Required action A =>
Answer these questions about the text on labels:
(i) What label has been added to boy number two's diagnosis list over the last several months?
(ii) Which name does the writer give as the label that sums it all up?
(iii) In which two parts of the writer's life do labels pose a dilemma?
Required action B =>
From the text on labels, quote the part that opens with the words containing "Boy number two" and closes with "to sensory processing.".

Text for analysis =>
--- START ---

The Great Stuff

Woman, Mother, Business Owner, Educational Psychologist, Wife, Daughter, School Governor, Trainer, Friend, Book Clubber, Crossfitter, Snowy Owl are amongst the labels I have and would describe myself as in different scenarios and situations. These all describe me, but none of them define me. They all cross over and each one contributes to the other, but none of them singularly truly describe who I am. Even as a list this does not define who I am (almost all of them describe the things I do). There are many more things to think about, my personality, my life experiences, my goals and aspirations along with many other tiny fragments of detail that build to make the picture of me. So the label that sums it all up is Amanda. My name. Me, Amanda, comes before any of those individual labels or definitions.

Boy number two is no exception to this. Over the last several months, another label of periodic paralysis has been added to his diagnosis list, and investigations are underway for another label linked to sensory processing.

Labels pose a dilemma for me. Both in my personal parenting life and within my professional life.

--- END ---

Extracted data =>
--- START ---

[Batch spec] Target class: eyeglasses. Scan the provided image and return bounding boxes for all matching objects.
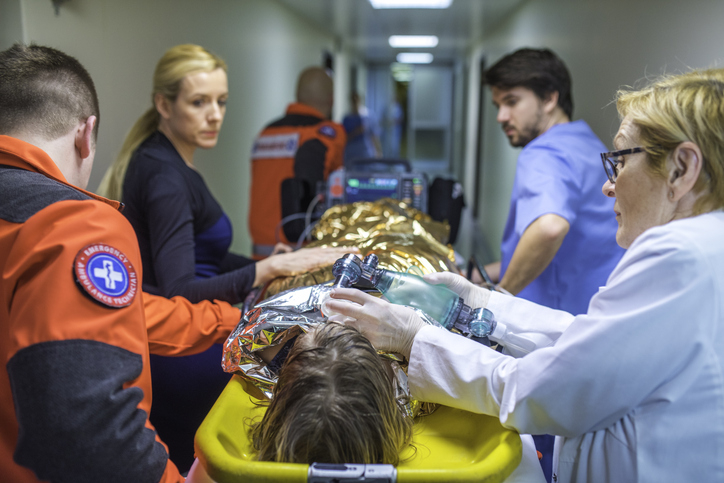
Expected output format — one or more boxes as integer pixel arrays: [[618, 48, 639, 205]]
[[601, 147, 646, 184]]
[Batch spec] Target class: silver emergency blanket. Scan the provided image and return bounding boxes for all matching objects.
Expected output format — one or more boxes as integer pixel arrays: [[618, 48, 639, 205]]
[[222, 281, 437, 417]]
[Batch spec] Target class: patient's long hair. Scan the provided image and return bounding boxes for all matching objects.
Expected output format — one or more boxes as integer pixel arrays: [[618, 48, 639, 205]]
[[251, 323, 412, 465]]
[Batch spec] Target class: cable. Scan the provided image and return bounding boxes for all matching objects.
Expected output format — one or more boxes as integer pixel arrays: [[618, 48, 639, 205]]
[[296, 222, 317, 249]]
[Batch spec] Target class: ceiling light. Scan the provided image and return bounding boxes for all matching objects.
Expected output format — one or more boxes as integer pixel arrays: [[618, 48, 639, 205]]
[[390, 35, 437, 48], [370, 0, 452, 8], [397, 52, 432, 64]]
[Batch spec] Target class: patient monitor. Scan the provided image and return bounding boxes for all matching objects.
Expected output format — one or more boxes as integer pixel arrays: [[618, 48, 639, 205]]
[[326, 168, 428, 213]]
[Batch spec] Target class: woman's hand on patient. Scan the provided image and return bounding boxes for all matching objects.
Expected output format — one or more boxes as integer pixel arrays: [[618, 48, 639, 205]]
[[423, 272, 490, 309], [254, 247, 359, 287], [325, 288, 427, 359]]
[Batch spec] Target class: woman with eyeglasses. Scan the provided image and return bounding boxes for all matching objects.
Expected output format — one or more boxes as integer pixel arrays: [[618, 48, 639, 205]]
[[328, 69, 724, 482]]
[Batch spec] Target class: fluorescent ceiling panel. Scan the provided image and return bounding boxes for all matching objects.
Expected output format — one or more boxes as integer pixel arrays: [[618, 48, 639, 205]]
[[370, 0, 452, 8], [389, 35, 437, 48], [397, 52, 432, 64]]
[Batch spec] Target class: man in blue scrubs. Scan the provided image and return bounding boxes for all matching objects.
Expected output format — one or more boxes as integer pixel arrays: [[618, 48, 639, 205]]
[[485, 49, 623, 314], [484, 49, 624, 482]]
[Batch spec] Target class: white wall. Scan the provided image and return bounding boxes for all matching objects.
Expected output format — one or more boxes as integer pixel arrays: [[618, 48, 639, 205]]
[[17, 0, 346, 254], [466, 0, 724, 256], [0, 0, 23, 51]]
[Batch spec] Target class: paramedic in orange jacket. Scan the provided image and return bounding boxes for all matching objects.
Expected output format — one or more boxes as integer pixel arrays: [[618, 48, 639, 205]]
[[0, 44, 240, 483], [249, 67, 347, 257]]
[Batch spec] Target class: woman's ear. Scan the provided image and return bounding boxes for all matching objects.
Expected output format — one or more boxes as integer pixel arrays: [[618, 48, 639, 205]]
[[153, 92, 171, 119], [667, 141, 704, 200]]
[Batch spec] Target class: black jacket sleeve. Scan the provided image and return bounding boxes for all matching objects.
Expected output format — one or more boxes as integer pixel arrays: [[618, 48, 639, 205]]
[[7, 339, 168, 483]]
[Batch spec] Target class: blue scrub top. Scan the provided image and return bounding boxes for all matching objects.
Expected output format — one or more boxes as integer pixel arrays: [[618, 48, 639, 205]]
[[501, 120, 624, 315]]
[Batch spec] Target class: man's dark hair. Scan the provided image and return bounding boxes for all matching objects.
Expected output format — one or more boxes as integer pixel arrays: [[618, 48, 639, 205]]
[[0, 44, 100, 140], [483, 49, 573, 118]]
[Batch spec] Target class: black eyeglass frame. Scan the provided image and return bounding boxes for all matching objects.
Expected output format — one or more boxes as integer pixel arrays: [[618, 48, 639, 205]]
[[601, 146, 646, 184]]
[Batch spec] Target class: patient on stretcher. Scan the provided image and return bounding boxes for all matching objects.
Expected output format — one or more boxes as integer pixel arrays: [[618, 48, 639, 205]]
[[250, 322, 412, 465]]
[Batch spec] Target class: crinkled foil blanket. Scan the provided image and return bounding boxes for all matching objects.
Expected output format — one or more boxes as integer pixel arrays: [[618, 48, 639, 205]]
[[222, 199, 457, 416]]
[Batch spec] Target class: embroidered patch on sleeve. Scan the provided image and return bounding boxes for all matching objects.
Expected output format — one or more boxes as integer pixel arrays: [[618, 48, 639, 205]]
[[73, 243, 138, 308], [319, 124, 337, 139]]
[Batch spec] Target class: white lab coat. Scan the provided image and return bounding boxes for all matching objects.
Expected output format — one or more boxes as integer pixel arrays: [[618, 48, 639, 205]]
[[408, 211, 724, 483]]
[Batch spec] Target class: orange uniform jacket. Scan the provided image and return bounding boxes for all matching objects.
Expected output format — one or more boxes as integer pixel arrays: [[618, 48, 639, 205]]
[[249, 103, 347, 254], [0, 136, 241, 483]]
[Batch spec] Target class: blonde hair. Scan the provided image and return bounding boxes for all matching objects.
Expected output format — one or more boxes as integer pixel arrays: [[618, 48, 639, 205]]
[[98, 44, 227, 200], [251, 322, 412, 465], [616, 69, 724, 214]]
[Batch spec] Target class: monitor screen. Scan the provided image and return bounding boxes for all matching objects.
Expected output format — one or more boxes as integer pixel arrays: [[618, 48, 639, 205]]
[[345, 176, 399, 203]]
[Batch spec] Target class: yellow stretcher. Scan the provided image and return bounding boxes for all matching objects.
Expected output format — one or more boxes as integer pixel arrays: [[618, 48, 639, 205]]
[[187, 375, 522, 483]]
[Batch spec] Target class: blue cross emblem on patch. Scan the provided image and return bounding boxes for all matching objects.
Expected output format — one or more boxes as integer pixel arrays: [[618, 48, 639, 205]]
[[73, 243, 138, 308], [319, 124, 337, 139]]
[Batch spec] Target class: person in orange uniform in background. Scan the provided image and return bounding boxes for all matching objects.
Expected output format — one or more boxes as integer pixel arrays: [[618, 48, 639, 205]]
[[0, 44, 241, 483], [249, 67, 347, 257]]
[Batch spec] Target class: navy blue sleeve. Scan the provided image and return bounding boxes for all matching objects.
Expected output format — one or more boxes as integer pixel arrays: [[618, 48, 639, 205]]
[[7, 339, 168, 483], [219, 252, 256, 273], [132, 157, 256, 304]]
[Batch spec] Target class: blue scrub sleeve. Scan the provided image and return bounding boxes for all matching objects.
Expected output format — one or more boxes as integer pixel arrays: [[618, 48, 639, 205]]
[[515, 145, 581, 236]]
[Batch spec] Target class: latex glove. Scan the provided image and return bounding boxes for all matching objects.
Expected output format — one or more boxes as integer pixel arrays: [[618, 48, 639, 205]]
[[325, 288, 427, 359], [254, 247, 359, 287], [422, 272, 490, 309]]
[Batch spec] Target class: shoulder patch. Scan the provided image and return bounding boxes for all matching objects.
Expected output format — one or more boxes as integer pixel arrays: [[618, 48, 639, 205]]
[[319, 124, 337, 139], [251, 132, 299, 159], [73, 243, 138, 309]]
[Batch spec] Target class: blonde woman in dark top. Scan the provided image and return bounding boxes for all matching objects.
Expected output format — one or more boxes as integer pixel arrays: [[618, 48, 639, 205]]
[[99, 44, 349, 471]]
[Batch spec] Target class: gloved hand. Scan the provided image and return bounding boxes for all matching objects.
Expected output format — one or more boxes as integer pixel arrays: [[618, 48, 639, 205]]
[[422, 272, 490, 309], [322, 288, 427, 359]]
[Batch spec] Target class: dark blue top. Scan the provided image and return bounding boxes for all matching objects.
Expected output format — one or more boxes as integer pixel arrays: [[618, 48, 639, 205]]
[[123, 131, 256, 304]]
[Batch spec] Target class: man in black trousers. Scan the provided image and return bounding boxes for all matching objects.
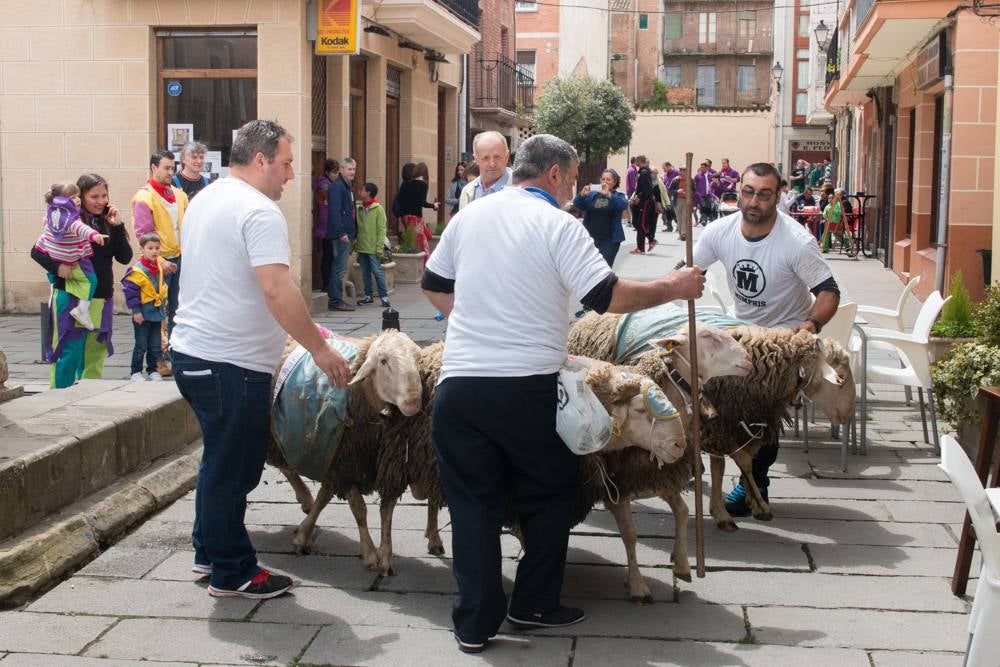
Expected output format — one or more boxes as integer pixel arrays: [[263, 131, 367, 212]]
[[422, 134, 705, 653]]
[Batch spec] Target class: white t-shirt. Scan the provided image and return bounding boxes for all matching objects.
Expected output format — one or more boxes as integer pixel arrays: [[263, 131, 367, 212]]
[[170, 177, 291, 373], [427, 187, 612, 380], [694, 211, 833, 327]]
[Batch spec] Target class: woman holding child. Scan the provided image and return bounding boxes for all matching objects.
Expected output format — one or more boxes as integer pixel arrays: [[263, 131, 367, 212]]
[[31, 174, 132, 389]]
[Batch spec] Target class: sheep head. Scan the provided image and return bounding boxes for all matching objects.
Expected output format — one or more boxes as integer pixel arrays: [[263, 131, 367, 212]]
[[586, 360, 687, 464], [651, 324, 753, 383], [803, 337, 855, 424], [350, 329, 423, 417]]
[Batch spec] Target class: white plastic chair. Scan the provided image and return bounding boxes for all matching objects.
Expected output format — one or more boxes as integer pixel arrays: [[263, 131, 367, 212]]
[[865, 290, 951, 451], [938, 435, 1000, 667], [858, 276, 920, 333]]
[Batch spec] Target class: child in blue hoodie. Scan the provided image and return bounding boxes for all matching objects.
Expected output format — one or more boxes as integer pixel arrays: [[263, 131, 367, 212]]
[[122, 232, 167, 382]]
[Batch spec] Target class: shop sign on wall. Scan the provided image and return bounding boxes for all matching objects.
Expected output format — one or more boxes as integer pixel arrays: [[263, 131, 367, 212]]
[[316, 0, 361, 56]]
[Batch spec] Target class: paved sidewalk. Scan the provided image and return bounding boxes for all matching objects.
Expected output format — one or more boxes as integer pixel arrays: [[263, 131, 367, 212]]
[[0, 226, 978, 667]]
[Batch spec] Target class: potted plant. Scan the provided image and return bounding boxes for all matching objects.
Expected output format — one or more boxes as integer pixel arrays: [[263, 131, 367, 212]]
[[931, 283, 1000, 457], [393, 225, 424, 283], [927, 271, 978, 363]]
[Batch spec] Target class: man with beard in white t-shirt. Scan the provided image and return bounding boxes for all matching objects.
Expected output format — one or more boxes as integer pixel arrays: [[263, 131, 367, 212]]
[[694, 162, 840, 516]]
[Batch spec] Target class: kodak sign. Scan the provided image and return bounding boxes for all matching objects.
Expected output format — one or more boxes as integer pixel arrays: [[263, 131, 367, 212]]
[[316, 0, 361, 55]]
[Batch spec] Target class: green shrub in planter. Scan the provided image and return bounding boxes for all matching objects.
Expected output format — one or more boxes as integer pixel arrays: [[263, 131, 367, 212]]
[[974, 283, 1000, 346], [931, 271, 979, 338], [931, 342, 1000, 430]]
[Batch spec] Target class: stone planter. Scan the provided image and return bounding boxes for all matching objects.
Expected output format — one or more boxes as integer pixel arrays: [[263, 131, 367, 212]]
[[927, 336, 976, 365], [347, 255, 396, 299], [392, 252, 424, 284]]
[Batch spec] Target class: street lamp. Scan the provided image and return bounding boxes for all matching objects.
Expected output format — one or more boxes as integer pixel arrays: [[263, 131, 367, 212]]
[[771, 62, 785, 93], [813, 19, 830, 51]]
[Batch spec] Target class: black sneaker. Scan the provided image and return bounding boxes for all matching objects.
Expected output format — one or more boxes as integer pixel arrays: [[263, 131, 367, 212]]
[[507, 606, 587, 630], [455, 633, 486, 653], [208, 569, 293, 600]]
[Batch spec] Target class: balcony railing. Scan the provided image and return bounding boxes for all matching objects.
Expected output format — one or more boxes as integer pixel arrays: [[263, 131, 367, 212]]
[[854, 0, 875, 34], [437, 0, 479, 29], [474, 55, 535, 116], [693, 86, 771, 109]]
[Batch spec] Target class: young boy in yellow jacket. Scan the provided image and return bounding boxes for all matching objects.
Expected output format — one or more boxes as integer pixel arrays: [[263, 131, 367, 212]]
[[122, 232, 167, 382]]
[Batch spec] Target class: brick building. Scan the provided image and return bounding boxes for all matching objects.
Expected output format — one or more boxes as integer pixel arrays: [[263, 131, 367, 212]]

--- END ---

Task output A =>
(i) Periodic paralysis.
(ii) Amanda.
(iii) Her personal parenting life and her professional life.

Task output B =>
Boy number two is no exception to this. Over the last several months, another label of periodic paralysis has been added to his diagnosis list, and investigations are underway for another label linked to sensory processing.